## Problem statement
Exactly reproduce the line that contains "task | identify every instance of the pile" and all lines after it in the entries below, through the very last line.

Photo-based point labeling data:
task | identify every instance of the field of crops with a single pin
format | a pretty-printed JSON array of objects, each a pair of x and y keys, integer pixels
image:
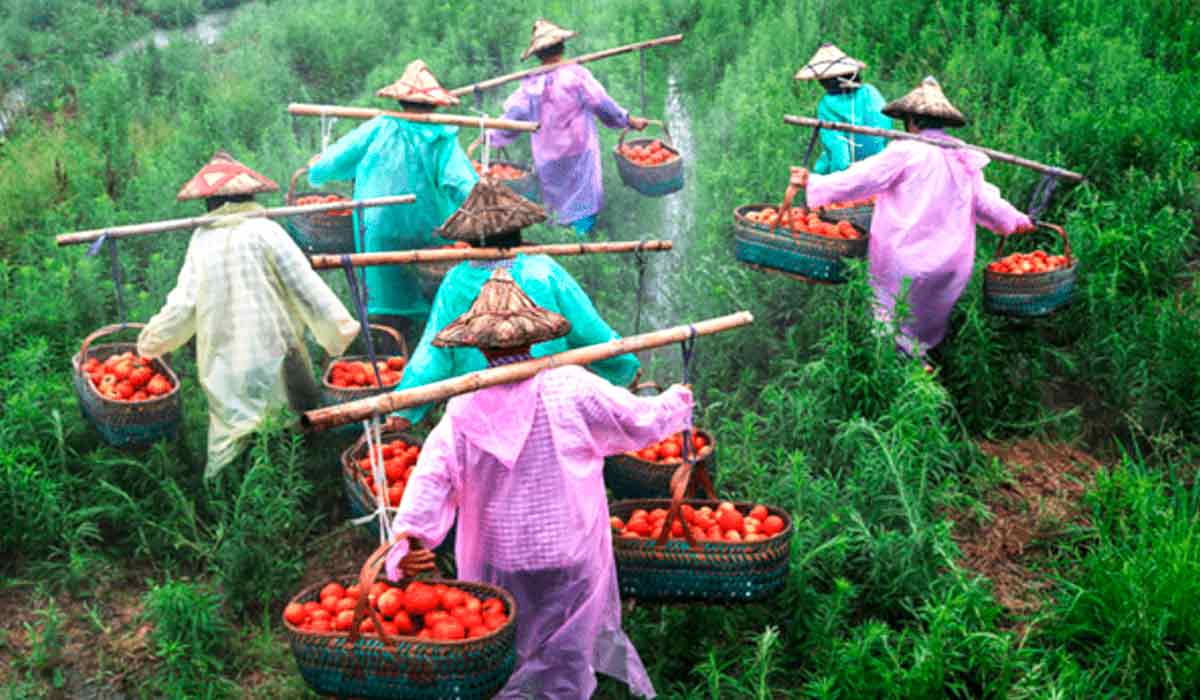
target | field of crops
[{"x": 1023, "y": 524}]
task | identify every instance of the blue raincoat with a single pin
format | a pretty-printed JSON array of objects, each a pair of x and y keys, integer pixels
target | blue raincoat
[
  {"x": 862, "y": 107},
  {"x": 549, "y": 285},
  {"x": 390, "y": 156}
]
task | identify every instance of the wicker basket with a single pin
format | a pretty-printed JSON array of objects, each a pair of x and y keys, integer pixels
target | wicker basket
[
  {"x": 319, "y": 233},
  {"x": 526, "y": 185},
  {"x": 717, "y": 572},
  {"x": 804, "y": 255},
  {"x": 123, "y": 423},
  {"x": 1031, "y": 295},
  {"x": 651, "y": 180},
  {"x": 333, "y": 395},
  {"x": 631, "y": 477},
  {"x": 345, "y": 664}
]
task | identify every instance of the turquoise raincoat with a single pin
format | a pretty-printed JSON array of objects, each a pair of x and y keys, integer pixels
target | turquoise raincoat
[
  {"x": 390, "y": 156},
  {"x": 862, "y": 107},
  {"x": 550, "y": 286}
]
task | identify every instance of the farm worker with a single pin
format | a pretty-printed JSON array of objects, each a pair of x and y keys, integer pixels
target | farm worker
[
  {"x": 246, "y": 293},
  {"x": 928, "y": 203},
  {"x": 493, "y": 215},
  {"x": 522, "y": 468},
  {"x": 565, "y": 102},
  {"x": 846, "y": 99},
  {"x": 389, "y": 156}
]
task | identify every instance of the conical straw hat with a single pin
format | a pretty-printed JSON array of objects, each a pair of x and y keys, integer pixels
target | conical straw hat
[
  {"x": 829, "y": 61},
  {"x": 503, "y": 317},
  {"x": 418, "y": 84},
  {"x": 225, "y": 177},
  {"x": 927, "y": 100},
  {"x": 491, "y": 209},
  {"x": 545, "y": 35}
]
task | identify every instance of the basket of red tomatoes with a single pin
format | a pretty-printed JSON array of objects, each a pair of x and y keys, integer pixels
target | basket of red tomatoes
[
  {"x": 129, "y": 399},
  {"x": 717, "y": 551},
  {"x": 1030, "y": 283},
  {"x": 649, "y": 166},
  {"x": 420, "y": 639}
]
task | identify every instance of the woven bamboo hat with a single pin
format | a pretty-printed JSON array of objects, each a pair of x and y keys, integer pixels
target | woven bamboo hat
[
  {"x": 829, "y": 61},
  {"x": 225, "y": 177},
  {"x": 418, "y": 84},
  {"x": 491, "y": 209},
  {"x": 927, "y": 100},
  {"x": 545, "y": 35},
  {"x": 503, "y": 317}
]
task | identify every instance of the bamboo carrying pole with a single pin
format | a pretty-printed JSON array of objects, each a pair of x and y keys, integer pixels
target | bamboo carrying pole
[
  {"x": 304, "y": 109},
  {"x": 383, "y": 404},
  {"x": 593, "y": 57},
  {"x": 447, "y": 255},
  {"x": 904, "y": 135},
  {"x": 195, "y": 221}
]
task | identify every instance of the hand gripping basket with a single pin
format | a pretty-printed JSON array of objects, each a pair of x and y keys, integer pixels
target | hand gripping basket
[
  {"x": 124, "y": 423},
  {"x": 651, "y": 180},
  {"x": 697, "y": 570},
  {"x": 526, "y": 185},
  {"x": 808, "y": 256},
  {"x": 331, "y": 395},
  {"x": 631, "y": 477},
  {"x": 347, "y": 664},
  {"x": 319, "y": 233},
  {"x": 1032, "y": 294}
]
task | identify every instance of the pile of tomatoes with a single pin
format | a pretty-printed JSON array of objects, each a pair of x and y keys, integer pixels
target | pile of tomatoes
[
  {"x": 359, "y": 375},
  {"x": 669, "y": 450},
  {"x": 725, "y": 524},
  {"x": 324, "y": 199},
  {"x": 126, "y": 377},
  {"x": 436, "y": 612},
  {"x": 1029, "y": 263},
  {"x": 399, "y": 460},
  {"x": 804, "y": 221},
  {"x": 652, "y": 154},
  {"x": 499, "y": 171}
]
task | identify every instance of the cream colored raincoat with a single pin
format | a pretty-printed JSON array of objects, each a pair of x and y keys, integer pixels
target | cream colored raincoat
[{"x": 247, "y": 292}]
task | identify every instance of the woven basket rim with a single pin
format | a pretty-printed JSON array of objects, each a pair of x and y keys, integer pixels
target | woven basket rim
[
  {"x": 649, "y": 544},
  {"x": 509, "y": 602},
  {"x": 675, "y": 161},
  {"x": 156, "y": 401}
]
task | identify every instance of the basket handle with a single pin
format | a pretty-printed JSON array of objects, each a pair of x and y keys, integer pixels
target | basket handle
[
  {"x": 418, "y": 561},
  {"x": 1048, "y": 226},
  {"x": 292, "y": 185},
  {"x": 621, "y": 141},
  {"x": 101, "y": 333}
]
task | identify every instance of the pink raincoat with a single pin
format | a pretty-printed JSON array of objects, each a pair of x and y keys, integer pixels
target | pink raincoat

## Result of the exercise
task | identify every instance of the pile of tomatoes with a single pin
format | a pretty-printed JSON array of objects, each a pair of x and y keys, integer pixels
target | pile of tomatoes
[
  {"x": 359, "y": 375},
  {"x": 669, "y": 450},
  {"x": 725, "y": 524},
  {"x": 324, "y": 199},
  {"x": 126, "y": 377},
  {"x": 436, "y": 612},
  {"x": 1029, "y": 263},
  {"x": 399, "y": 460},
  {"x": 804, "y": 221},
  {"x": 652, "y": 154},
  {"x": 499, "y": 171}
]
task | identify every instance of the cream colored raincoat with a single pin
format | a pretty-printed JSON array of objects, each a pair of x and y keys, integer pixels
target | cream colored raincoat
[{"x": 247, "y": 292}]
task | identify every instance of the woven basket rim with a single pin
format | a pretty-printed JSON array of objects, each a pair of x and y keys, integer pixels
target | woven basket rim
[
  {"x": 649, "y": 544},
  {"x": 509, "y": 602},
  {"x": 675, "y": 161},
  {"x": 156, "y": 401}
]
task | identify every instance of the basket handle with a single pin
format | a pretty-printed JSON array of objects, each a pair of x and y keys, integer pixels
target | basket handle
[
  {"x": 418, "y": 561},
  {"x": 1048, "y": 226},
  {"x": 292, "y": 185},
  {"x": 621, "y": 141},
  {"x": 101, "y": 333}
]
task | identify every instance of the pink raincoat with a single pin
format | a pretty-printed JSON array of objects, each a pair of x and y keys, integer pixels
target | pink raincoat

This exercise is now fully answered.